(Coordinate annotation records)
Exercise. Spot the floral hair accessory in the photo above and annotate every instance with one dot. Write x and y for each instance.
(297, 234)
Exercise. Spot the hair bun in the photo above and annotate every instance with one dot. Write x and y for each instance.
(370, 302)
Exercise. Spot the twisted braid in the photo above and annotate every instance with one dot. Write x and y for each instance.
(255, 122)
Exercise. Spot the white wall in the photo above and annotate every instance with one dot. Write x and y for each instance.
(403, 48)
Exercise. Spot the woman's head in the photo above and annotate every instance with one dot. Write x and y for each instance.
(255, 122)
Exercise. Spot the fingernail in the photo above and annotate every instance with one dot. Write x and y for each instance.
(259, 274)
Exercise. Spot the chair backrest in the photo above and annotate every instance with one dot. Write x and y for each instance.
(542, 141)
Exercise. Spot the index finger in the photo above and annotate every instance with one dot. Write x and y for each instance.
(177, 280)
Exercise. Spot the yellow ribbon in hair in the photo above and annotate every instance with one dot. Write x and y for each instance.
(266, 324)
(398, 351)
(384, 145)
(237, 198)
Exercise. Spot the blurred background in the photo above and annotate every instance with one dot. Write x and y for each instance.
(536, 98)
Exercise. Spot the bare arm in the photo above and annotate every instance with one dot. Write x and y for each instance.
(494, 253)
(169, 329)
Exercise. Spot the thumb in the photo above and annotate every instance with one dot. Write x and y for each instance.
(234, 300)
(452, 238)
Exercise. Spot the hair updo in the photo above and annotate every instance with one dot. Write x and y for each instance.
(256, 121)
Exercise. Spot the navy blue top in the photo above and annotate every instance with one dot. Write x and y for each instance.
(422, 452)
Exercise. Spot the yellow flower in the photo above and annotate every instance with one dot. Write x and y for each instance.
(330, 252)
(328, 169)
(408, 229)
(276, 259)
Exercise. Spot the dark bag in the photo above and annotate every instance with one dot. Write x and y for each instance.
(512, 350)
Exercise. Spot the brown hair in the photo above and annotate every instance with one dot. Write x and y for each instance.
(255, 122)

Your objective
Give back the lines of the listing from the one with "Exercise. Spot the blurred" through the end, both included, exactly as written and with nothing added.

Output
Exercise. Spot the blurred background in the photo above and annotate every instance with one dot. Write x and y for each instance.
(536, 98)
Exercise. Spot the bare arm in the photo above and annotate every instance with one dot. Write x and y for each instance.
(494, 253)
(169, 329)
Exercise. Spot the thumb in the photo above and annotate every instance with one dot. Write x and y for each instance.
(234, 300)
(452, 238)
Exercise. Spot the hair updo in the photo above and annotate every instance with one dot. Write x and y for each instance.
(256, 121)
Exercise. Spot the navy blue top in the photo above and annotate every instance with one dot. Write x and y for each instance.
(422, 452)
Exercise. Spot the yellow flower in the photo above and annotate every instance with one dot. Write x and y for each instance.
(330, 252)
(328, 169)
(408, 229)
(276, 259)
Exercise. Spot the dark bag in the photo above and annotate every instance with one dot. Write x and y for each instance.
(512, 350)
Exercise. Spot the brown hair in the photo above and annotate every instance with one dot. Write x and y for each instance.
(255, 122)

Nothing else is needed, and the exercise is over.